**** DATA FOR THIS TASK ****

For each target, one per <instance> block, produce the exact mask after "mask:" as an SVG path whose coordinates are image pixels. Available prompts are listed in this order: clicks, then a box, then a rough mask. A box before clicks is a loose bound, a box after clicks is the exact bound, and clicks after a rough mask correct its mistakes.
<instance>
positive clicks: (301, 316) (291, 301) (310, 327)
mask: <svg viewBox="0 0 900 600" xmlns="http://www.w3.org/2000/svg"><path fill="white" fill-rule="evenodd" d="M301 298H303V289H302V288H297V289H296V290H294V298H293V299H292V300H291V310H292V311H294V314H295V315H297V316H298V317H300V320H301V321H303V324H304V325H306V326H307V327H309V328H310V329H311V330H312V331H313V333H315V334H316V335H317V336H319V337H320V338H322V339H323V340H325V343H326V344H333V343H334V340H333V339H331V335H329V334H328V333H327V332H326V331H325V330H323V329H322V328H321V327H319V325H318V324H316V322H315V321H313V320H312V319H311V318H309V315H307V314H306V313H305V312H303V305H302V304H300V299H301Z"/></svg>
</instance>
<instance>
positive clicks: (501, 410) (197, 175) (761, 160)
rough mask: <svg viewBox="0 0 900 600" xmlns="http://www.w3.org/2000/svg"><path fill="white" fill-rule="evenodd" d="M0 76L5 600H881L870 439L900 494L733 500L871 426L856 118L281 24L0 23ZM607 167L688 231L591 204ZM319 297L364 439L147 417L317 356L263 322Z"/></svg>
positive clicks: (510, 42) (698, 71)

****

• THE TASK
Format every line of the items above as a Markdown table with two columns, Row and Line. Number each row and omit any blank lines.

• EXERCISE SOLUTION
| Row | Line |
|---|---|
| 1 | For each target, one per <instance> block, produce the exact mask after "mask:" as an SVG path whose coordinates are image pixels. Available prompts are listed in this order: clicks, then a box, then a rough mask. A box before clicks is a loose bound, a box after clicks is the exact bound, and clicks after a rough mask correct its mistakes. |
| 2 | <instance> |
| 3 | positive clicks: (301, 316) (291, 301) (310, 327) |
| 4 | mask: <svg viewBox="0 0 900 600" xmlns="http://www.w3.org/2000/svg"><path fill="white" fill-rule="evenodd" d="M301 298H303V289H302V288H297V289H296V290H294V298H293V299H292V300H291V310H292V311H294V314H295V315H297V316H298V317H300V320H301V321H303V324H304V325H306V326H307V327H309V328H310V329H311V330H312V331H313V333H315V334H316V335H317V336H319V337H320V338H322V339H323V340H325V343H326V344H333V343H334V340H333V339H331V335H329V334H328V333H327V332H326V331H325V330H323V329H322V328H321V327H319V325H318V324H316V322H315V321H313V320H312V319H311V318H309V315H307V314H306V313H305V312H303V305H302V304H300V299H301Z"/></svg> |
| 5 | </instance> |
| 6 | <instance> |
| 7 | positive clicks: (501, 410) (197, 175) (761, 160) |
| 8 | rough mask: <svg viewBox="0 0 900 600" xmlns="http://www.w3.org/2000/svg"><path fill="white" fill-rule="evenodd" d="M0 76L5 600H881L870 439L900 494L733 500L871 426L856 118L281 24L0 23ZM607 167L688 231L591 204ZM319 297L364 439L147 417L317 356L263 322Z"/></svg> |
| 9 | positive clicks: (510, 42) (698, 71) |